Document excerpt ▸
This is an archived article that was published on sltrib.com in 2011, and information in the article may be outdated. It is provided only for personal research purposes and may not be reprinted.

The point of the American Recovery and Reinvestment Act — known to its friends as The Stimulus — was not just to chuck large piles of cash into circulation. (Not that there is necessarily anything wrong with that, when the nation is dipping into the most serious depression since the great one.)

The point was to get done a lot of things that needed doing anyway. No serious person argues that the United States did not have a very long list of items in the category of what the real estate agents like to call "deferred maintenance." Among those were highways, bridges, schools, runways, parking lots, parks, IT upgrades, fuel-efficient buses and environmental cleanups.

And high on that list was the long-delayed removal of the 16 million-ton pile of toxic radioactive waste from the Atlas uranium mill stacked alongside the Colorado River at Moab. The question was never whether that mess needed to be cleaned up, or whether it was a federal responsibility to do so, but whether we could find the money.

The question changed with the arrival of the Bush recession, brought on by an unprecedented convergence of Wall Street skullduggery and government negligence. It inspired a similarly unprecedented effort by the federal government to get a lot of money out into the starving economy, create jobs, restart the flow of credit and generally fill in where the private markets had utterly failed to keep the engine of the American economy humming. Or even sputtering.

Now, it is the stimulus that is sputtering. And its work is far from done.

Unemployment remains high and, for many, seemingly permanent. A jobless recovery cannot be a recovery for very long.

And the money directed to the Atlas cleanup is being choked off. An effort that had hauled away some 4 million tons of waste over the past two years will have to slow down due to the fact that the Department of Energy is running out of money for such things. That will not only slow down a project that had already been left undone for far too long, it will eliminate some 220 jobs in an economy that is unlikely to be able to absorb that many idle workers. If anything, such layoffs only depress the economy further.

The Atlas cleanup, like the rest of the stimulus package, was intended to do two things that needed doing: Remove a toxic mess and create much-needed jobs. That work has proceeded apace, but it is not done.

U.S. Rep. Jim Matheson is trying to convince the DOE to keep the project going. He deserves to succeed.

Data listing ▸
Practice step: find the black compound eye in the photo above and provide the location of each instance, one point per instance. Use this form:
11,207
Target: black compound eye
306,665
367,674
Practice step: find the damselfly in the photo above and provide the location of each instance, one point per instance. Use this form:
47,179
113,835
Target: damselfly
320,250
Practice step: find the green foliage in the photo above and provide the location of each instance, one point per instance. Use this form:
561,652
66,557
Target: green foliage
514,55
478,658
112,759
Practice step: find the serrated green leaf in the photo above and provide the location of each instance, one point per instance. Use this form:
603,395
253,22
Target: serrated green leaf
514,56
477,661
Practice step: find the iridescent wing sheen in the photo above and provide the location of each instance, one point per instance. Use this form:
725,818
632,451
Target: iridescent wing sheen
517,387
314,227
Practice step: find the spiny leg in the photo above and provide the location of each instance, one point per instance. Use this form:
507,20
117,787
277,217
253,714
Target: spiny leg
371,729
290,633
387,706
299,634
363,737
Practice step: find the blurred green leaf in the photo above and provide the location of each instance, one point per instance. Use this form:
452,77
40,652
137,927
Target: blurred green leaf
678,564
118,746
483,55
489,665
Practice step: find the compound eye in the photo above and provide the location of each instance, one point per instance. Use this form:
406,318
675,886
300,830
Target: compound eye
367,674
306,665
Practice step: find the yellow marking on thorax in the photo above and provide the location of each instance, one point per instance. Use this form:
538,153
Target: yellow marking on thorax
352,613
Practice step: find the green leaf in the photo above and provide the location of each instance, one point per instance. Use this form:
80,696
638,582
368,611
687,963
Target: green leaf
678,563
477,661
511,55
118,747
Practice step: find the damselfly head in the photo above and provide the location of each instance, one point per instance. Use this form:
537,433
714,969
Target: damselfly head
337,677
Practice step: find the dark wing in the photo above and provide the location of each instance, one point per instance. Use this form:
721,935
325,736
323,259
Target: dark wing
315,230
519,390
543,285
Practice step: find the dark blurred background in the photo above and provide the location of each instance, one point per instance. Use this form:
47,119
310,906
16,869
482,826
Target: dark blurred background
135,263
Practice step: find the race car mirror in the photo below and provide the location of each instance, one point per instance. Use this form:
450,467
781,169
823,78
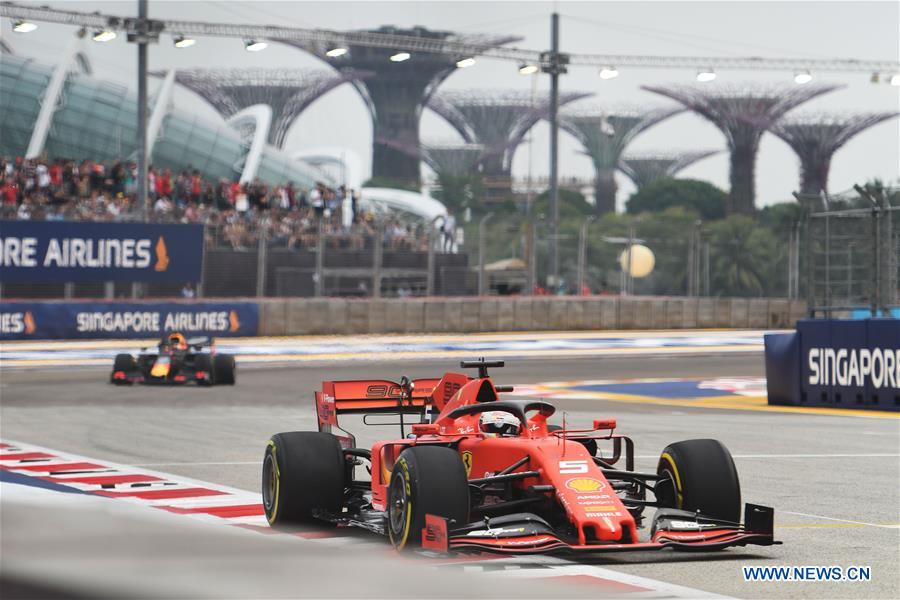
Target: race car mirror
604,423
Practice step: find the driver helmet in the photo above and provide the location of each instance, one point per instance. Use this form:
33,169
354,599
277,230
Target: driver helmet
500,423
177,340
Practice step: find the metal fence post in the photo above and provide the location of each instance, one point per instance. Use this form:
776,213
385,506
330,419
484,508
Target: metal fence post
876,255
429,277
706,269
377,260
582,254
481,226
261,254
319,275
531,240
201,285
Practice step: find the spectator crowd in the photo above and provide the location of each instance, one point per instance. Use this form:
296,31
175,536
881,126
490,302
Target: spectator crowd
235,214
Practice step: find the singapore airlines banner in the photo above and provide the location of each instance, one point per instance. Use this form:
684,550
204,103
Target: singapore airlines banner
58,252
121,320
835,362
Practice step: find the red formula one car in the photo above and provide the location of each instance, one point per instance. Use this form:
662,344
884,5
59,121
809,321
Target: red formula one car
475,472
177,360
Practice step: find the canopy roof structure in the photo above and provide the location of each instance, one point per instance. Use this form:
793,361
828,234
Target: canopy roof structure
743,113
288,92
816,137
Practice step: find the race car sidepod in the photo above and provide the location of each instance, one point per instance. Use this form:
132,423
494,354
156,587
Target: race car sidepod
528,533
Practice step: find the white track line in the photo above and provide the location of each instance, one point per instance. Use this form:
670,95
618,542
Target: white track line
811,516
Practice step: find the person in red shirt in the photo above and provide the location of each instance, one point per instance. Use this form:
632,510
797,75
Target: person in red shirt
56,174
164,184
196,187
11,192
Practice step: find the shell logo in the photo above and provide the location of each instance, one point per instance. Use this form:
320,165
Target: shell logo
585,484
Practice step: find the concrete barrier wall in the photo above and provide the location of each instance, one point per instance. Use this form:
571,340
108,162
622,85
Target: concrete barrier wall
334,316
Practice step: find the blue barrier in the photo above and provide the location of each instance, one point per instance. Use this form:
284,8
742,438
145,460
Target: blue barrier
59,252
831,362
125,320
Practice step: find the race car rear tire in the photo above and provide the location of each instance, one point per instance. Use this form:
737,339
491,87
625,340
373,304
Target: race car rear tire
225,368
425,480
204,362
123,362
700,476
303,471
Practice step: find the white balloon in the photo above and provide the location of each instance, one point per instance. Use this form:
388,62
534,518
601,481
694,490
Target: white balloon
642,261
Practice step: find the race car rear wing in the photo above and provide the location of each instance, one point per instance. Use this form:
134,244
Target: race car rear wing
380,396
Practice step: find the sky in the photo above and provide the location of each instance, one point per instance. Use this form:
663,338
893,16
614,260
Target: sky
804,29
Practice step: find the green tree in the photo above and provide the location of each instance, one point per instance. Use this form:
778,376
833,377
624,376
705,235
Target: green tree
704,198
459,192
742,258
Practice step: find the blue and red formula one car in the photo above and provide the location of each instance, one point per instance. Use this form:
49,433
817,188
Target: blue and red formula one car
177,360
473,471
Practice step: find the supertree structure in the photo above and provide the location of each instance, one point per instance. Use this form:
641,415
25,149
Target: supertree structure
604,134
497,120
816,137
288,92
452,160
743,114
646,167
402,84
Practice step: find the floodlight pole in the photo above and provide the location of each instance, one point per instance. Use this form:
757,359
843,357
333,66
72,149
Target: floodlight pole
142,113
554,63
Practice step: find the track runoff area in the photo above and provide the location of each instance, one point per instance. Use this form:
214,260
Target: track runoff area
154,492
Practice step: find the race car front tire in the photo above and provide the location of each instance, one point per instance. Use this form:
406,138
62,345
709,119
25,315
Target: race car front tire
204,362
699,475
123,362
303,472
425,480
225,367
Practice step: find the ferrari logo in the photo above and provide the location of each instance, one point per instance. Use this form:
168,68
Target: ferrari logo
467,461
30,327
162,255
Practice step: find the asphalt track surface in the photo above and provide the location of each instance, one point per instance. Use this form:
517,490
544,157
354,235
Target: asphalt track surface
833,480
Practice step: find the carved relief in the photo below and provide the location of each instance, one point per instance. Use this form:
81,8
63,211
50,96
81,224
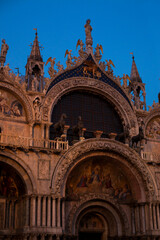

Exercise instructions ▸
1. Answer these questions from the article on the Moab uranium waste cleanup.
(a) How many tons of radioactive waste from the Atlas uranium mill were piled beside the Colorado River?
(b) How much waste had the cleanup hauled away over the past two years?
(c) Who is trying to convince the Department of Energy to keep the project going?
2. Return everything in the article on the Moab uranium waste cleanup from "Unemployment remains high" down to "the economy further.".

Answers for this exercise ▸
1.
(a) 16 million tons.
(b) Some 4 million tons.
(c) U.S. Rep. Jim Matheson.

2.
Unemployment remains high and, for many, seemingly permanent. A jobless recovery cannot be a recovery for very long.

And the money directed to the Atlas cleanup is being choked off. An effort that had hauled away some 4 million tons of waste over the past two years will have to slow down due to the fact that the Department of Energy is running out of money for such things. That will not only slow down a project that had already been left undone for far too long, it will eliminate some 220 jobs in an economy that is unlikely to be able to absorb that many idle workers. If anything, such layoffs only depress the economy further.